Print verbatim the lines of the entries from the one containing "the air conditioning" to the last, inclusive, and no others.

++++++++

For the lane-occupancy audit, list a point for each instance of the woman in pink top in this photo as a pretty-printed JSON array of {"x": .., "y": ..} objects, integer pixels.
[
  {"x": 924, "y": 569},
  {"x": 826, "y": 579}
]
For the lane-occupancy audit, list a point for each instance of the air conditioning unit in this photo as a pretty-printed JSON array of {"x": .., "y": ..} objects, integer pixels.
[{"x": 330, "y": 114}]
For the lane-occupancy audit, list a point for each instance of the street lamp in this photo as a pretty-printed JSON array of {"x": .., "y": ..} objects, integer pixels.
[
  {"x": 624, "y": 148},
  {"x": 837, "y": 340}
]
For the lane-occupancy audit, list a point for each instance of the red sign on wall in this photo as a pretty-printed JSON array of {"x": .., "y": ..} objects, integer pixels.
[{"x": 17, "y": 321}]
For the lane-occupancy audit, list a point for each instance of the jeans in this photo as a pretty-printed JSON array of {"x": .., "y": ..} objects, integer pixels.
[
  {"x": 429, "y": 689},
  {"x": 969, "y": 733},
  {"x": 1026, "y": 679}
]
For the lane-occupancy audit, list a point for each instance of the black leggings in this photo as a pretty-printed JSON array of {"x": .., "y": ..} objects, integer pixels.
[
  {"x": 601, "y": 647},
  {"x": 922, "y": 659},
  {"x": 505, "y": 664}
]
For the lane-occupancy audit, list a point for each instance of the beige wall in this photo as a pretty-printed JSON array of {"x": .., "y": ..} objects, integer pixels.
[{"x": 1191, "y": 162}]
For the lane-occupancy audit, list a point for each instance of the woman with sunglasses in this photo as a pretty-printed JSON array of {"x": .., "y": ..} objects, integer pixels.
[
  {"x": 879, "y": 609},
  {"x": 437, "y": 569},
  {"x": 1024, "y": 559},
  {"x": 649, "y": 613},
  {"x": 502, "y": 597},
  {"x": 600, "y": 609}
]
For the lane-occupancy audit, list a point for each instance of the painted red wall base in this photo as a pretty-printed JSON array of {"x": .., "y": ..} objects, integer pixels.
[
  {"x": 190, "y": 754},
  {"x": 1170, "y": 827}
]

++++++++

* Exercise response
For the lane-occupancy audit, list a point for each instance of the air conditioning unit in this photo as a pretty-printed JSON array of {"x": .., "y": ..} objects, integer pixels.
[{"x": 330, "y": 114}]
For the lane-occupancy audit, list a point for each instance of the street lamp in this photo as a pretty-printed JSON array of {"x": .., "y": ..} objects, integer pixels.
[
  {"x": 624, "y": 148},
  {"x": 837, "y": 340}
]
For the lane-occupancy audit, list a point for each instance of the red sign on wall in this photo as a pretty-printed JSON array of {"x": .., "y": ..} objects, integer pixels.
[{"x": 17, "y": 321}]
For the lane-occupancy audit, list a point for each instance of the jeans in this photo as a pretty-printed JSON array of {"x": .., "y": ..} objects, integer pixels.
[
  {"x": 429, "y": 689},
  {"x": 969, "y": 733},
  {"x": 1026, "y": 679}
]
For the lane-occupancy audit, list a point for each instance of the black leggings in this photo as a pretty-printed JSON array of {"x": .., "y": ..} objects, integer pixels.
[
  {"x": 601, "y": 647},
  {"x": 922, "y": 659},
  {"x": 505, "y": 664}
]
For the lane-occupancy audit, list a point for each instance of the beige wall in this photo as a pretty-printed JSON array of {"x": .., "y": ..} objects, integer pixels.
[{"x": 1191, "y": 162}]
For the lane-occupancy audit, list a point for each instance of the woman with sunglasses in this photo as a pretty-printed JSON array of {"x": .., "y": ..} objects, integer pixels.
[
  {"x": 879, "y": 609},
  {"x": 437, "y": 569},
  {"x": 1024, "y": 559},
  {"x": 649, "y": 613},
  {"x": 502, "y": 597},
  {"x": 600, "y": 609}
]
For the lane-occupancy audit, list a point for each instance of the painted red wall base in this photo as a pretty-printed JSON array of {"x": .., "y": ..} objects, integer pixels.
[
  {"x": 190, "y": 754},
  {"x": 1170, "y": 827}
]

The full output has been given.